## Auszug
= = = = = = =
Vielleicht, und das halten die meisten Beobachter für die wahrscheinlichere Variante, stellen die Wüst-Kritiker bei CDU und FDP aber ihre Bedenken zurück und sorgen dafür, dass alles glatt läuft. Dann wäre Wüst, der 46 Jahre alt ist, der jüngste Ministerpräsident in der Landesgeschichte von NRW.

Wüst soll Amtsbonus erhalten

Bei einem Empfang des Landtagspräsidenten werden die Koalitionäre in diesem Fall voller Erleichterung auf den Fortbestand der schwarz-gelben Landesregierung bis zur Landtagswahl anstoßen.

Oberstes Ziel der CDU ist es, in der kurzen Zeit bis zum 15. Mai 2022 einen Amtsbonus für Hendrik Wüst zu schaffen. Dabei setzen die Planer in der Düsseldorfer Parteizentrale vor allem auf zwei Themen, bei denen dem Familienvater eine besondere Glaubwürdigkeit zugerechnet wird: Dem Kinderschutz und der Hilfe für junge Familien beim Erwerb von Eigentum. Außerdem wird darüber nachgedacht, wie man die von den hohen Energiepreisen betroffenen Berufspendlern in NRW entlasten kann.

Kinderschutzgesetz in Planung

Das Kinderschutzgesetz soll die Erkenntnisse bündeln, die durch die Aufarbeitung der Missbrauchsskandale von Münster, Lügde und Bergisch Gladbach gewonnen wurden. Das Land soll künftig mehr Möglichkeiten erhalten, um die Arbeit der 186 Jugendämter in NRW besser kontrollieren zu können. Das Thema Kinderschutz soll zudem in der Aus- und Weiterbildung von Erzieherinnen eine zentrale Rolle spielen. Auch Polizei und Justiz sollen besser für den Umgang mit Verdachtsfällen geschult werden.
= = = = = = =
## Aufgaben zur Übung
(1) Schreibe den Teil des Auszugs zwischen „Vielleicht, und das" und „zur Landtagswahl anstoßen." (beides eingeschlossen) noch einmal ab und tausche dabei „Koalitionäre" gegen „Regierungsparteien" aus.
(2) Beantworte diese Fragen zum Auszug:
(a) Wie alt ist Wüst?
(b) Bis zu welchem Datum soll der Amtsbonus für Hendrik Wüst geschaffen werden?
(c) Wie viele Jugendämter gibt es in NRW?

## Datenliste
= = = = = = =
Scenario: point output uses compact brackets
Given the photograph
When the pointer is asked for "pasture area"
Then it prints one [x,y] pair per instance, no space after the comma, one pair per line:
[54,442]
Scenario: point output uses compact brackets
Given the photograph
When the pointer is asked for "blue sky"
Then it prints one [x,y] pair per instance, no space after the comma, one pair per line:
= = = = = = =
## Antworten je Aufgabe
(1)
Vielleicht, und das halten die meisten Beobachter für die wahrscheinlichere Variante, stellen die Wüst-Kritiker bei CDU und FDP aber ihre Bedenken zurück und sorgen dafür, dass alles glatt läuft. Dann wäre Wüst, der 46 Jahre alt ist, der jüngste Ministerpräsident in der Landesgeschichte von NRW.

Wüst soll Amtsbonus erhalten

Bei einem Empfang des Landtagspräsidenten werden die Regierungsparteien in diesem Fall voller Erleichterung auf den Fortbestand der schwarz-gelben Landesregierung bis zur Landtagswahl anstoßen.

(2)
(a) 46 Jahre
(b) Bis zum 15. Mai 2022
(c) 186